## WHAT TO PRODUCE
Go through the records line by line from the top and repeat each one exactly, ending with the line that contains "point: the high-rise".

## MATERIAL PROVIDED
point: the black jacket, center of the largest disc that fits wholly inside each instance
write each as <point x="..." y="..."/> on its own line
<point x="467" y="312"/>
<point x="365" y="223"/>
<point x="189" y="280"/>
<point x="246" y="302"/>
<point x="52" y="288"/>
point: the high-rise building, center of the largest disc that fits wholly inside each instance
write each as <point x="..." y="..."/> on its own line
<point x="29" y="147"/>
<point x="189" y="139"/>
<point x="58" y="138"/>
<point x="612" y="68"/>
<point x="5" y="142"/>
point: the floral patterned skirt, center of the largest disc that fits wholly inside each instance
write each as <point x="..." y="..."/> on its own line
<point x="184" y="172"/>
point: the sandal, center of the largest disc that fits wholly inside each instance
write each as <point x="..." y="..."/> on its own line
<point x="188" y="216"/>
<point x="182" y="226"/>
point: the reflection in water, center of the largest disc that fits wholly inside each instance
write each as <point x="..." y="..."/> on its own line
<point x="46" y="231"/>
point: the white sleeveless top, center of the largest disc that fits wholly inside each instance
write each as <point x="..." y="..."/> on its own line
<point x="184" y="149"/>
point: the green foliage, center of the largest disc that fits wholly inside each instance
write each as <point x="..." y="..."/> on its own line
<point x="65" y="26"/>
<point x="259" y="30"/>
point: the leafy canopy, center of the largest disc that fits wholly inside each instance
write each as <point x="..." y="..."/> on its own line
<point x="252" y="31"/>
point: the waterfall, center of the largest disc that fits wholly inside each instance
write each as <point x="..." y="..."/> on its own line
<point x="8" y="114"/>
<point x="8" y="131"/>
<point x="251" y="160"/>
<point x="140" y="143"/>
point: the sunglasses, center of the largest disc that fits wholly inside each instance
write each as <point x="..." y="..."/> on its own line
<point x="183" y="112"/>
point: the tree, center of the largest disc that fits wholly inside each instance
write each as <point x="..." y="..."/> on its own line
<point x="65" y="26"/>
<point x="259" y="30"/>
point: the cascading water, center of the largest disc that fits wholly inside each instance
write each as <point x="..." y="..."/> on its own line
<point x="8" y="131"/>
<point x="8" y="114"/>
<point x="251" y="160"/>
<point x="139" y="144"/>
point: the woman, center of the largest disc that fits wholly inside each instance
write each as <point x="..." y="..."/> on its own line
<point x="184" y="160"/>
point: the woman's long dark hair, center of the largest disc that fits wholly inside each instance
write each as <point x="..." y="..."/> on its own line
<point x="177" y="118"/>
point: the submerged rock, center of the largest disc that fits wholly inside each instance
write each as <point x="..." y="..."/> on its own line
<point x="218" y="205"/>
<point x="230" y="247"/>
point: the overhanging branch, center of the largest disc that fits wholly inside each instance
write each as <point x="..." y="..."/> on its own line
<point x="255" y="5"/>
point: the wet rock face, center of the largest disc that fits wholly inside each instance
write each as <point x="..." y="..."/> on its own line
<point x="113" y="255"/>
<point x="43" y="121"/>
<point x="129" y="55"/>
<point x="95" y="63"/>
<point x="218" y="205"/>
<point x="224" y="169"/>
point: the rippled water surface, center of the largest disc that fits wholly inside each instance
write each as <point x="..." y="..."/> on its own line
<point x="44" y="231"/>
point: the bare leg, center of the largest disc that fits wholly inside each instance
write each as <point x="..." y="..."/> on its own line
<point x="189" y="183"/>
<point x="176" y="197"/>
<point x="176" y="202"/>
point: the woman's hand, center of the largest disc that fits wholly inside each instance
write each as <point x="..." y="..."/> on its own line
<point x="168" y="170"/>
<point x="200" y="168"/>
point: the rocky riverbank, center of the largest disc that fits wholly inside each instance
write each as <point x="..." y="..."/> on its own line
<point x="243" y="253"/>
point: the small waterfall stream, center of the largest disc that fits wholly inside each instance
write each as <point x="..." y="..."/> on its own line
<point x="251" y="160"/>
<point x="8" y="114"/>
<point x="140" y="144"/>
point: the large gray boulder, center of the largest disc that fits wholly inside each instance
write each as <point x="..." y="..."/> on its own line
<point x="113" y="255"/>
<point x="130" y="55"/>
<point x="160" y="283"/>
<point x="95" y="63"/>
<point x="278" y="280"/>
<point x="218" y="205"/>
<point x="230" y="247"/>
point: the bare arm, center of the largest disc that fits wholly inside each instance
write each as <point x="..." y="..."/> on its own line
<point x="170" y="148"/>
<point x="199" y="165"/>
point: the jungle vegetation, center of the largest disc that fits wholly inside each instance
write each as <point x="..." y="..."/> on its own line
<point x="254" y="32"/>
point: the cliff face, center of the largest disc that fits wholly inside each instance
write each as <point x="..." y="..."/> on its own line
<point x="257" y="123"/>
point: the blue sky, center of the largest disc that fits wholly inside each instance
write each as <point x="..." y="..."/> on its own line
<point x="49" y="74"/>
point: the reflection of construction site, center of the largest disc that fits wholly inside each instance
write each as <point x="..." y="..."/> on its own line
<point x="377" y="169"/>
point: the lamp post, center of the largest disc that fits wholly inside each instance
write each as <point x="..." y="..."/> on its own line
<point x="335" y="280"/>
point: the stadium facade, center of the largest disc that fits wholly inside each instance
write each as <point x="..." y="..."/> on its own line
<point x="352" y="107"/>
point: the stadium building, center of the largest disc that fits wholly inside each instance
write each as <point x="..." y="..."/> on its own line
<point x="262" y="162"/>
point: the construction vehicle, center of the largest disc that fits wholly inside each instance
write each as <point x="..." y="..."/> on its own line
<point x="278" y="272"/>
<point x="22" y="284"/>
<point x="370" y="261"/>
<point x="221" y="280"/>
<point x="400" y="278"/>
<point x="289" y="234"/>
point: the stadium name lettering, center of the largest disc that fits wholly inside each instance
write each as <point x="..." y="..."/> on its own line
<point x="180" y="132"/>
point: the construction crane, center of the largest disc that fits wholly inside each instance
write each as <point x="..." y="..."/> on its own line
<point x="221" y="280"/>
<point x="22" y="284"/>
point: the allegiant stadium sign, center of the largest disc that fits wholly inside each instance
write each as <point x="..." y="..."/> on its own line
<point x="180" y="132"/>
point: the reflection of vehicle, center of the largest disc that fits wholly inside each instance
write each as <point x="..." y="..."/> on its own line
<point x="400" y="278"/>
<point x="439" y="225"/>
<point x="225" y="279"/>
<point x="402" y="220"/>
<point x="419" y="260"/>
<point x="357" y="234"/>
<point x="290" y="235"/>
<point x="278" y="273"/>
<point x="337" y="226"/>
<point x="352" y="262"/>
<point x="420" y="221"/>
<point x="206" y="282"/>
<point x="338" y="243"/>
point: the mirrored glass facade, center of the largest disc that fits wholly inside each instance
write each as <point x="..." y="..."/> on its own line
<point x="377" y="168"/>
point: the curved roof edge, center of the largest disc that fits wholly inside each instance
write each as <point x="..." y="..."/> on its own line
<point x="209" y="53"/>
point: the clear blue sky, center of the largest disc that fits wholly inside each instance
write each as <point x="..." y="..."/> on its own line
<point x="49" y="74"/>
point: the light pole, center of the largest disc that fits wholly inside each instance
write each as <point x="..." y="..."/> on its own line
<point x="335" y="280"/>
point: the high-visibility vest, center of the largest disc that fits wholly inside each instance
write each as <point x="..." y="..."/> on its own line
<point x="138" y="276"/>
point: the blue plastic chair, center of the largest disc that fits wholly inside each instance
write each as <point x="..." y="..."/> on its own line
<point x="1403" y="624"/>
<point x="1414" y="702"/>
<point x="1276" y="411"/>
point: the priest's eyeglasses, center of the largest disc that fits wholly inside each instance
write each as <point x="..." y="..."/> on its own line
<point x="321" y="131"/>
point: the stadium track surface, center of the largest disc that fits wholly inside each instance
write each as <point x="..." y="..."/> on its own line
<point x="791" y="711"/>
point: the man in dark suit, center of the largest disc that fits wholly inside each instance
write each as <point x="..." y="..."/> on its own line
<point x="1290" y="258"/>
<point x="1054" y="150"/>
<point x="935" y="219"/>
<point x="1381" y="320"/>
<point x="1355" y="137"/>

## RESULT BELOW
point: the black jacket, center of the largest disc that fits wholly inside each instance
write each as <point x="..." y="..."/> on its own line
<point x="467" y="312"/>
<point x="365" y="223"/>
<point x="189" y="280"/>
<point x="246" y="302"/>
<point x="52" y="288"/>
point: the high-rise building, center of the largest disc that fits wholly inside each instance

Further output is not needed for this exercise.